— START Exercise inputs —

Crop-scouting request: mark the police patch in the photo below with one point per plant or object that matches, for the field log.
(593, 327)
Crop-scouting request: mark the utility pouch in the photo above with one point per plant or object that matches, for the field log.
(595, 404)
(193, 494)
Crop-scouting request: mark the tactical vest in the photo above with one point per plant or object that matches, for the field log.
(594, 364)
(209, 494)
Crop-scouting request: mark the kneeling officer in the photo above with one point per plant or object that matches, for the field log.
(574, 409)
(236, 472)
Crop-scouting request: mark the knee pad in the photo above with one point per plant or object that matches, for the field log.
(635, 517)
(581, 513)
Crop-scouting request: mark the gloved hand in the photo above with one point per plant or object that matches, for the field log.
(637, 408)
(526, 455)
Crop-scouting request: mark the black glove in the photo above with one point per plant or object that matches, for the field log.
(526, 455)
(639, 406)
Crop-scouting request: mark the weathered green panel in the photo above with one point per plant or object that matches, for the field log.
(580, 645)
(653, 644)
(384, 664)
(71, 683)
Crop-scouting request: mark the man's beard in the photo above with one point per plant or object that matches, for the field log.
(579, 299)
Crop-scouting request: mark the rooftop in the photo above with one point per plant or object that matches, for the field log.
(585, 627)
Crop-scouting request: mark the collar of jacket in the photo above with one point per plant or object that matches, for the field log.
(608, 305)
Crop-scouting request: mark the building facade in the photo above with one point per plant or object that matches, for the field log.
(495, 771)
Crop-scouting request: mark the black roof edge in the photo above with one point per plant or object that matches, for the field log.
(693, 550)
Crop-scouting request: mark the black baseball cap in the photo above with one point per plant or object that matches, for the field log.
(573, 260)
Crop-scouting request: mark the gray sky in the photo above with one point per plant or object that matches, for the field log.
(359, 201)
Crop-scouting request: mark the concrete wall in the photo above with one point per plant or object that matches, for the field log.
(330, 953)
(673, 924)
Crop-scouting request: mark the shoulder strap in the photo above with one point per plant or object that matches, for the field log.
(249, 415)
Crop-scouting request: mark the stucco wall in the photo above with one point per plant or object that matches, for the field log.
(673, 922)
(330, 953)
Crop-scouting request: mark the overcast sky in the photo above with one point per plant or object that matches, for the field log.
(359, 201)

— END Exercise inputs —

→ Directive
Convert the rows above into a JSON list of strings, one string per line, leaving out any blank lines.

→ Answer to the task
[
  "Crop-scouting request: mark the police patch in the photo below with one point per plant or object that matches, for the field log.",
  "(593, 327)",
  "Crop-scouting request: mark the utility pouch in the photo above with one point per plant or object that matches, for the field log.",
  "(595, 404)",
  "(193, 494)",
  "Crop-scouting request: mark the tactical vest in the photo above with one point per plant or object that matches, for the field log.",
  "(594, 364)",
  "(209, 494)",
  "Crop-scouting request: mark the kneeling officer in the photo above with one point per plant or object that matches, for the field log.",
  "(574, 409)",
  "(236, 472)",
  "Crop-scouting request: mark the knee pad in the photo above with one point per plant or object that matches, for the field log.",
  "(635, 517)",
  "(581, 513)",
  "Crop-scouting request: mark the gloved hand in the photo above with one point per plant or object that matches, for the field log.",
  "(637, 408)",
  "(526, 455)",
  "Crop-scouting request: mark the black glove in the photo above with one point per plant or object that matches, for the field log.",
  "(526, 455)",
  "(639, 406)",
  "Crop-scouting request: mark the weathered green panel in the photo above with one point per plant or object that matches, for the field log.",
  "(580, 645)",
  "(653, 644)",
  "(384, 664)",
  "(71, 683)",
  "Crop-scouting request: mark the man's beard in the photo above with one point per plant or object that matches, for the field log.",
  "(579, 299)",
  "Crop-scouting request: mark the rooftop in the photo above with one point per plant or object that matches, for the field log.",
  "(585, 627)",
  "Crop-scouting request: mark the collar of jacket in the photo above with one point per plant or object that matches, for the field log.",
  "(608, 305)",
  "Crop-scouting request: mark the building facade in the photo above with one point per plant or object that matches, for the field log.",
  "(495, 771)",
  "Crop-scouting request: mark the black roof edge in the photo above with one point per plant or object that matches, for the field log.",
  "(693, 550)",
  "Crop-scouting request: mark the black baseball cap in the photo above with one point per plant or object that matches, for the field log.",
  "(573, 260)",
  "Crop-scouting request: mark the gray sky in the photo above with one point per plant or object that matches, for the field log.",
  "(359, 201)",
  "Crop-scouting request: mark the concrete wall in the photo above with one point per plant or object that matches, for the field log.",
  "(330, 953)",
  "(673, 924)",
  "Crop-scouting request: mark the shoulder strap in the photo above with one point per plant or object that matches, for the field log.",
  "(249, 415)",
  "Crop-scouting request: mark the stucco wall in the photo above with one point per plant or object that matches, for the field log.",
  "(673, 922)",
  "(330, 953)",
  "Crop-scouting request: mark the overcast sky in the photo above with one point per plant or object that matches, for the field log.",
  "(359, 201)"
]